Dataset entries
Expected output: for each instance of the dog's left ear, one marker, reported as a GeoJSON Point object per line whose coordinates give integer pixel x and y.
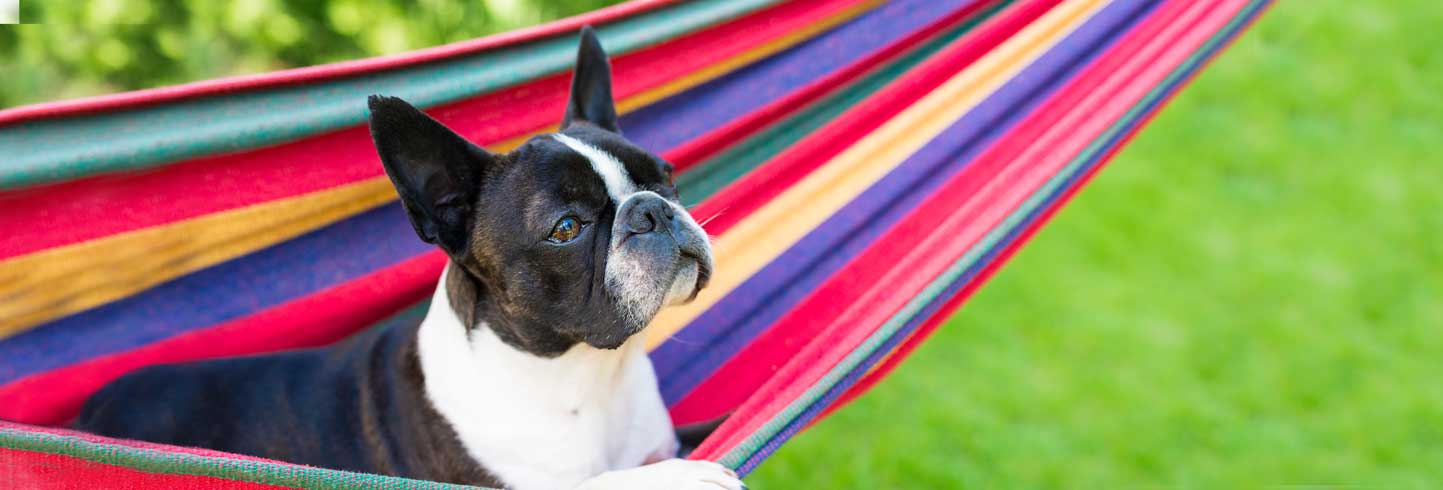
{"type": "Point", "coordinates": [592, 87]}
{"type": "Point", "coordinates": [436, 170]}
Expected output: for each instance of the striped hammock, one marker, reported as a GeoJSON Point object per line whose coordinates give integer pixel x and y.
{"type": "Point", "coordinates": [862, 165]}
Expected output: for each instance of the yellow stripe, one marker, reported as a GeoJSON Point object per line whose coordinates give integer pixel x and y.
{"type": "Point", "coordinates": [54, 283]}
{"type": "Point", "coordinates": [49, 284]}
{"type": "Point", "coordinates": [710, 72]}
{"type": "Point", "coordinates": [765, 234]}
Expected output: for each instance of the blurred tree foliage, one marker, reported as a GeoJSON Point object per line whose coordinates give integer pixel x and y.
{"type": "Point", "coordinates": [95, 46]}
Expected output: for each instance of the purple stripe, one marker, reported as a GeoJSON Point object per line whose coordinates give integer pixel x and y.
{"type": "Point", "coordinates": [931, 309]}
{"type": "Point", "coordinates": [306, 264]}
{"type": "Point", "coordinates": [683, 117]}
{"type": "Point", "coordinates": [758, 303]}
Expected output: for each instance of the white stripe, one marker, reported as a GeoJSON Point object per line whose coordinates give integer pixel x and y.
{"type": "Point", "coordinates": [618, 182]}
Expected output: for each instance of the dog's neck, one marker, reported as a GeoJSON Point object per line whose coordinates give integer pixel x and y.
{"type": "Point", "coordinates": [515, 412]}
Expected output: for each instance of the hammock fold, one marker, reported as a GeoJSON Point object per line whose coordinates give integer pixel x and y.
{"type": "Point", "coordinates": [862, 165]}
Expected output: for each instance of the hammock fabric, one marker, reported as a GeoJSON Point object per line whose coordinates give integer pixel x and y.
{"type": "Point", "coordinates": [863, 166]}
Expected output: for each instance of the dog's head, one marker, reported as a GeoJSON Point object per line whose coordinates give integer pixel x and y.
{"type": "Point", "coordinates": [575, 237]}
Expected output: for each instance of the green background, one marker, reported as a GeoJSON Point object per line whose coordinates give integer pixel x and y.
{"type": "Point", "coordinates": [1250, 296]}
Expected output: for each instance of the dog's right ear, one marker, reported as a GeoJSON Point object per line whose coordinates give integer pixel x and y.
{"type": "Point", "coordinates": [436, 170]}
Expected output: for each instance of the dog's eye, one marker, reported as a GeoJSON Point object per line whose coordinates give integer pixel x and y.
{"type": "Point", "coordinates": [564, 229]}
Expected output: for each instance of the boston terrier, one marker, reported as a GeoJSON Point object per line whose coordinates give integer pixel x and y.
{"type": "Point", "coordinates": [528, 371]}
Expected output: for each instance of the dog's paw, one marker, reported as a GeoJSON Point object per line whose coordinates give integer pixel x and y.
{"type": "Point", "coordinates": [683, 474]}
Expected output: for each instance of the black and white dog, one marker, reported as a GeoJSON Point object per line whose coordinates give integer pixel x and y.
{"type": "Point", "coordinates": [527, 372]}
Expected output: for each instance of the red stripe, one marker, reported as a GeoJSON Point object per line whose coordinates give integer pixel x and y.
{"type": "Point", "coordinates": [325, 72]}
{"type": "Point", "coordinates": [54, 471]}
{"type": "Point", "coordinates": [953, 304]}
{"type": "Point", "coordinates": [707, 144]}
{"type": "Point", "coordinates": [843, 312]}
{"type": "Point", "coordinates": [743, 196]}
{"type": "Point", "coordinates": [91, 208]}
{"type": "Point", "coordinates": [133, 444]}
{"type": "Point", "coordinates": [56, 395]}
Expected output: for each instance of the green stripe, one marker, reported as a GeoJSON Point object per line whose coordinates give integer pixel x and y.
{"type": "Point", "coordinates": [218, 467]}
{"type": "Point", "coordinates": [51, 150]}
{"type": "Point", "coordinates": [709, 176]}
{"type": "Point", "coordinates": [755, 441]}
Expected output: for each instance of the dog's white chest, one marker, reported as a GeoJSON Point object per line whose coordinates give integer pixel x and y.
{"type": "Point", "coordinates": [543, 422]}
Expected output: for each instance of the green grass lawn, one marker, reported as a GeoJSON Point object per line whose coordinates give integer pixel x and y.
{"type": "Point", "coordinates": [1250, 296]}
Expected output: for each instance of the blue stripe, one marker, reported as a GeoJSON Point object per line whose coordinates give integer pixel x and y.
{"type": "Point", "coordinates": [665, 124]}
{"type": "Point", "coordinates": [931, 309]}
{"type": "Point", "coordinates": [758, 303]}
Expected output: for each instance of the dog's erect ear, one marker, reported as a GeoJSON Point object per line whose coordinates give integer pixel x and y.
{"type": "Point", "coordinates": [592, 87]}
{"type": "Point", "coordinates": [436, 172]}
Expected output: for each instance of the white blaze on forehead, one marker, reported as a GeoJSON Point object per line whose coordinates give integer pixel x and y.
{"type": "Point", "coordinates": [618, 182]}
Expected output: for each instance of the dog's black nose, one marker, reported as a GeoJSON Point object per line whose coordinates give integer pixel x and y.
{"type": "Point", "coordinates": [648, 214]}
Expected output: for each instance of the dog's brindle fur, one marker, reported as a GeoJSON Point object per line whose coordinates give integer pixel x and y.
{"type": "Point", "coordinates": [368, 404]}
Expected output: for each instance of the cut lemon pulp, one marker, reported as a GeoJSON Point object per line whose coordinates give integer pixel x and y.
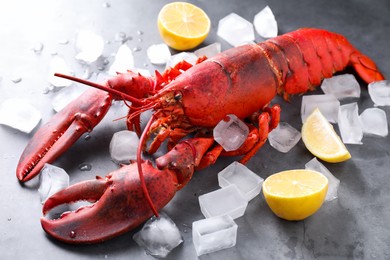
{"type": "Point", "coordinates": [321, 140]}
{"type": "Point", "coordinates": [295, 194]}
{"type": "Point", "coordinates": [183, 26]}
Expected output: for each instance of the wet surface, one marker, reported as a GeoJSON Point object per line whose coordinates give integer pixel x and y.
{"type": "Point", "coordinates": [356, 225]}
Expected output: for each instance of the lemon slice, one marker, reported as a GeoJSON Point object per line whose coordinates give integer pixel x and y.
{"type": "Point", "coordinates": [321, 140]}
{"type": "Point", "coordinates": [183, 26]}
{"type": "Point", "coordinates": [295, 194]}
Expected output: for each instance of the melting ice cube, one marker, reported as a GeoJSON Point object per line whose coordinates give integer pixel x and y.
{"type": "Point", "coordinates": [333, 182]}
{"type": "Point", "coordinates": [327, 104]}
{"type": "Point", "coordinates": [124, 60]}
{"type": "Point", "coordinates": [158, 53]}
{"type": "Point", "coordinates": [19, 114]}
{"type": "Point", "coordinates": [235, 30]}
{"type": "Point", "coordinates": [380, 92]}
{"type": "Point", "coordinates": [248, 182]}
{"type": "Point", "coordinates": [349, 124]}
{"type": "Point", "coordinates": [89, 46]}
{"type": "Point", "coordinates": [123, 146]}
{"type": "Point", "coordinates": [52, 179]}
{"type": "Point", "coordinates": [284, 137]}
{"type": "Point", "coordinates": [66, 95]}
{"type": "Point", "coordinates": [225, 201]}
{"type": "Point", "coordinates": [265, 23]}
{"type": "Point", "coordinates": [159, 236]}
{"type": "Point", "coordinates": [213, 234]}
{"type": "Point", "coordinates": [58, 65]}
{"type": "Point", "coordinates": [374, 122]}
{"type": "Point", "coordinates": [231, 133]}
{"type": "Point", "coordinates": [341, 86]}
{"type": "Point", "coordinates": [209, 51]}
{"type": "Point", "coordinates": [187, 56]}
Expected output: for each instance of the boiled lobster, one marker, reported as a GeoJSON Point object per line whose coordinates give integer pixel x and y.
{"type": "Point", "coordinates": [186, 100]}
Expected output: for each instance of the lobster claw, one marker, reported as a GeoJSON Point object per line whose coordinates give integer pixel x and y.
{"type": "Point", "coordinates": [64, 128]}
{"type": "Point", "coordinates": [120, 204]}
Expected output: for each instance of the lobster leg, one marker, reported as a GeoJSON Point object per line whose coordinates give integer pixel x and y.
{"type": "Point", "coordinates": [267, 121]}
{"type": "Point", "coordinates": [56, 136]}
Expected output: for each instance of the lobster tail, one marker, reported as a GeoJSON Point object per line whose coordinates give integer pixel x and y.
{"type": "Point", "coordinates": [310, 55]}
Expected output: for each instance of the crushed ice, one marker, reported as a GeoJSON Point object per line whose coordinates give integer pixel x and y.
{"type": "Point", "coordinates": [235, 30]}
{"type": "Point", "coordinates": [51, 180]}
{"type": "Point", "coordinates": [159, 236]}
{"type": "Point", "coordinates": [265, 23]}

■ What is needed: Your answer must be the line containing "Expected output: for each instance of the lobster claw, one" through the last line above, copied exactly, with nothing added.

■ Response to this exercise:
Expected output: for each instance of the lobster claw, one marker, reported as a GeoJSON Point object per line whose coordinates give integer pixel x and y.
{"type": "Point", "coordinates": [64, 128]}
{"type": "Point", "coordinates": [120, 204]}
Expected output: for each instance of the lobster leg, one marker, reported as a GeoJSON Point object per line whose coordinates give integer pixel x and y.
{"type": "Point", "coordinates": [267, 121]}
{"type": "Point", "coordinates": [56, 136]}
Expected output: for each instance of the lobster tail, one marker, reported as a GeoJSON Point object per line whose coordinates give integer pixel x and y.
{"type": "Point", "coordinates": [310, 55]}
Expected output: for each instance of the crushed ice, one marker, reported as a GeoJSON Point object per line whose coordinates give integer pixel x and y.
{"type": "Point", "coordinates": [235, 30]}
{"type": "Point", "coordinates": [51, 180]}
{"type": "Point", "coordinates": [159, 236]}
{"type": "Point", "coordinates": [265, 23]}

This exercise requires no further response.